### PROBLEM DESCRIPTION:
Please give the data again in full, precisely as it is written.

┌──

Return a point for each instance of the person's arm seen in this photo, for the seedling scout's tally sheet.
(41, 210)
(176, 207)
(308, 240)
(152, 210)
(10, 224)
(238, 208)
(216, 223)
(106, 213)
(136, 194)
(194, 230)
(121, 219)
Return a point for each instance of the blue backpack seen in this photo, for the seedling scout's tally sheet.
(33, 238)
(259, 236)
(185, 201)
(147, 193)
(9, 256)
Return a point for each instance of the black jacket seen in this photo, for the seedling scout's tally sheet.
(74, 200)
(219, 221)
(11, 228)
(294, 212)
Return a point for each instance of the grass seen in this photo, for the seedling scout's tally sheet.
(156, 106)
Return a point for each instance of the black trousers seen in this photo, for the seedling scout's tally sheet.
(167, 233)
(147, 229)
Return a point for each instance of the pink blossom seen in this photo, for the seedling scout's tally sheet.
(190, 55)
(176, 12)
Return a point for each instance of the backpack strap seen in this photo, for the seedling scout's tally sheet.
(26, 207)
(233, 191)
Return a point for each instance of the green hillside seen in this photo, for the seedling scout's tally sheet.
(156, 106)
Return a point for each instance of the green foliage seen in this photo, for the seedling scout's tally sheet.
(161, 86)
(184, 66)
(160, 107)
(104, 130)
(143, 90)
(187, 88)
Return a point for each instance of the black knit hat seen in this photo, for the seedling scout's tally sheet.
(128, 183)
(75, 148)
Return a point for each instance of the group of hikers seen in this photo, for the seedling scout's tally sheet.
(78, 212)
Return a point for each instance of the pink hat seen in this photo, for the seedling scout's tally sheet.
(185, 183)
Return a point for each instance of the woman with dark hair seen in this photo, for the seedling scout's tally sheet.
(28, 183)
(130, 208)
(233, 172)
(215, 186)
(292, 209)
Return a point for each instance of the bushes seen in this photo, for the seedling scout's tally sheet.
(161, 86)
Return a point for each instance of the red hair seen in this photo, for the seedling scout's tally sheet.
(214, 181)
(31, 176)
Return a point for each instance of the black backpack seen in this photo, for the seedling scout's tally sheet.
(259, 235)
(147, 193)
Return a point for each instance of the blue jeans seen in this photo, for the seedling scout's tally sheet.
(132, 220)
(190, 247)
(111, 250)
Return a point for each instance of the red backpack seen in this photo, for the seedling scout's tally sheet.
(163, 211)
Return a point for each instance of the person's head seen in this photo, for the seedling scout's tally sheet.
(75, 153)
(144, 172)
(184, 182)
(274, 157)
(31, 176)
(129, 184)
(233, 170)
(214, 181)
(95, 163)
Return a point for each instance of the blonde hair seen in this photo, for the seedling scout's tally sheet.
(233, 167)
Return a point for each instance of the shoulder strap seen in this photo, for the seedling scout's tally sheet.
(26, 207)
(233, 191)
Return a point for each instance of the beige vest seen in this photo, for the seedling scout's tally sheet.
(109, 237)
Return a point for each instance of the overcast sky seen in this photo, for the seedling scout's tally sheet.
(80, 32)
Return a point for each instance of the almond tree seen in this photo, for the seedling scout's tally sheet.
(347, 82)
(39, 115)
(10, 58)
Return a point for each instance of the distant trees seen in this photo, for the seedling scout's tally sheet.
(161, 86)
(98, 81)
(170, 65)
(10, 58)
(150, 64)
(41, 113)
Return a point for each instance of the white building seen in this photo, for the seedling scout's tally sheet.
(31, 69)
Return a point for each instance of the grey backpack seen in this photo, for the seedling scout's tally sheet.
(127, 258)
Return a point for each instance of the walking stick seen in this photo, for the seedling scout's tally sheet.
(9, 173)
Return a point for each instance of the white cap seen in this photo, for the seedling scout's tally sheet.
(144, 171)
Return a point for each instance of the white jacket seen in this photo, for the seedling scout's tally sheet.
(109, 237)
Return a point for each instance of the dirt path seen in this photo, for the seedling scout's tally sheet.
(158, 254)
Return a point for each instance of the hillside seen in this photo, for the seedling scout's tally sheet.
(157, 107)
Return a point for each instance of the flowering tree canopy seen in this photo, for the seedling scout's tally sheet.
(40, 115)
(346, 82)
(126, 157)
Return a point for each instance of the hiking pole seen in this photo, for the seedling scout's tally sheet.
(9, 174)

└──

### TASK OUTPUT:
Return a point for each instance of the person's arm seen in this photo, for the seedling scout's tally sheet.
(41, 210)
(176, 207)
(308, 240)
(152, 210)
(10, 224)
(238, 208)
(216, 223)
(106, 213)
(136, 194)
(194, 230)
(121, 219)
Return a point for each instance of the blue backpack seen in this photo, for the seedling scout's tally sheet.
(33, 238)
(259, 236)
(185, 201)
(147, 193)
(9, 256)
Return a point for each instance of the black jacket seen in this photo, for the seedling scout's tally sheet.
(74, 200)
(219, 221)
(11, 228)
(294, 212)
Return a point for each instance of the grass seen in this photo, for the seedling scout's tally sheet.
(156, 106)
Return a point for each instance of the black trousers seen in this photo, for the seedling scout's tally sheet.
(167, 233)
(147, 229)
Return a point for each instance of the pink blossom seen in this photo, for the seedling scout's tally sheet.
(190, 55)
(176, 12)
Return a point for each instance of the backpack strap seen in this photo, for the seedling scout's tally sheet.
(26, 207)
(233, 191)
Return a point for each instance of the green hillside seen in this photo, for the seedling scout's tally sheet.
(156, 106)
Return a point for each instance of the green foliage seen in this photo, for the seedling scout's tally sheet.
(161, 86)
(184, 66)
(160, 107)
(104, 130)
(143, 90)
(187, 88)
Return a point for each instance of the black knit hat seen in this photo, for the seedling scout's tally sheet.
(128, 183)
(75, 148)
Return a point for each instance of the group of hikers seen in this photo, for the seedling scout's tally sheet.
(78, 212)
Return a point for each instance of the pink hat seen in this photo, for the seedling scout's tally sheet.
(185, 183)
Return a point for each instance of the woman with dark hair seen in this photo, for the seedling scout's tally sheet.
(28, 183)
(130, 208)
(233, 172)
(215, 186)
(292, 209)
Return a point for each instance of the bushes seen in this photo, for the seedling scout's tally sheet.
(161, 86)
Return a point for each instance of the red hair seen in this photo, for the seedling scout's tally sheet.
(214, 181)
(31, 176)
Return a point for each instance of the black backpack seen in this photo, for the seedling scout's tally sheet.
(259, 235)
(147, 193)
Return a point for each instance of the blue jeans seen in this photo, for the seedling scout's tally sheet.
(132, 220)
(190, 247)
(111, 250)
Return a point for each instance of the red backpack seen in this photo, for the seedling scout's tally sheet.
(163, 211)
Return a point for each instance of the person's head seen in this photo, for the seedling scout's tally sheet.
(75, 153)
(144, 172)
(184, 182)
(274, 157)
(31, 176)
(129, 184)
(233, 170)
(214, 181)
(95, 163)
Return a point for each instance of the blonde hair seen in this photo, for the seedling scout's tally sheet.
(233, 167)
Return a point for each instance of the shoulder strap seen in this photo, for the seedling scout's tally sheet.
(26, 207)
(233, 191)
Return a point for each instance of the beige vest seen in this photo, for the seedling scout's tally sheet.
(109, 237)
Return a point for each instance of the overcast sky seen in this photo, for the seedling scout's tally sheet.
(80, 32)
Return a point for each instance of the almond tree seen in this photo, for the seedling scout's tally sheet.
(347, 82)
(39, 115)
(10, 58)
Return a point for each instance of the distant trees seen in this photo, for the seedling scout's tally sheet.
(161, 86)
(98, 81)
(170, 65)
(10, 58)
(150, 64)
(41, 113)
Return a point for each instance of the white building seen in this photo, for the seedling scout's tally sheet.
(31, 69)
Return a point for each instance of the grey backpack seen in this photo, for the seedling scout's tally sheet.
(127, 258)
Return a point for each instance of the walking stick seen in this photo, for the seedling scout's tally sheet.
(9, 173)
Return a point for each instance of the white cap seen in this photo, for the seedling scout's tally sheet.
(144, 171)
Return a point for each instance of the white jacket seen in this photo, for the seedling scout's tally sheet.
(109, 237)
Return a point for each instance of the dirt path seen in this photo, for the seedling scout's tally sheet.
(158, 254)
Return a point for each instance of the hillside seen in this photo, for the seedling scout's tally sheet.
(157, 107)
Return a point for each instance of the flowering tree canopy seen in this photo, for the seedling scout's tally sheet.
(40, 115)
(346, 82)
(126, 157)
Return a point for each instance of the hiking pole seen in this photo, for the seedling scout's tally sheet.
(9, 174)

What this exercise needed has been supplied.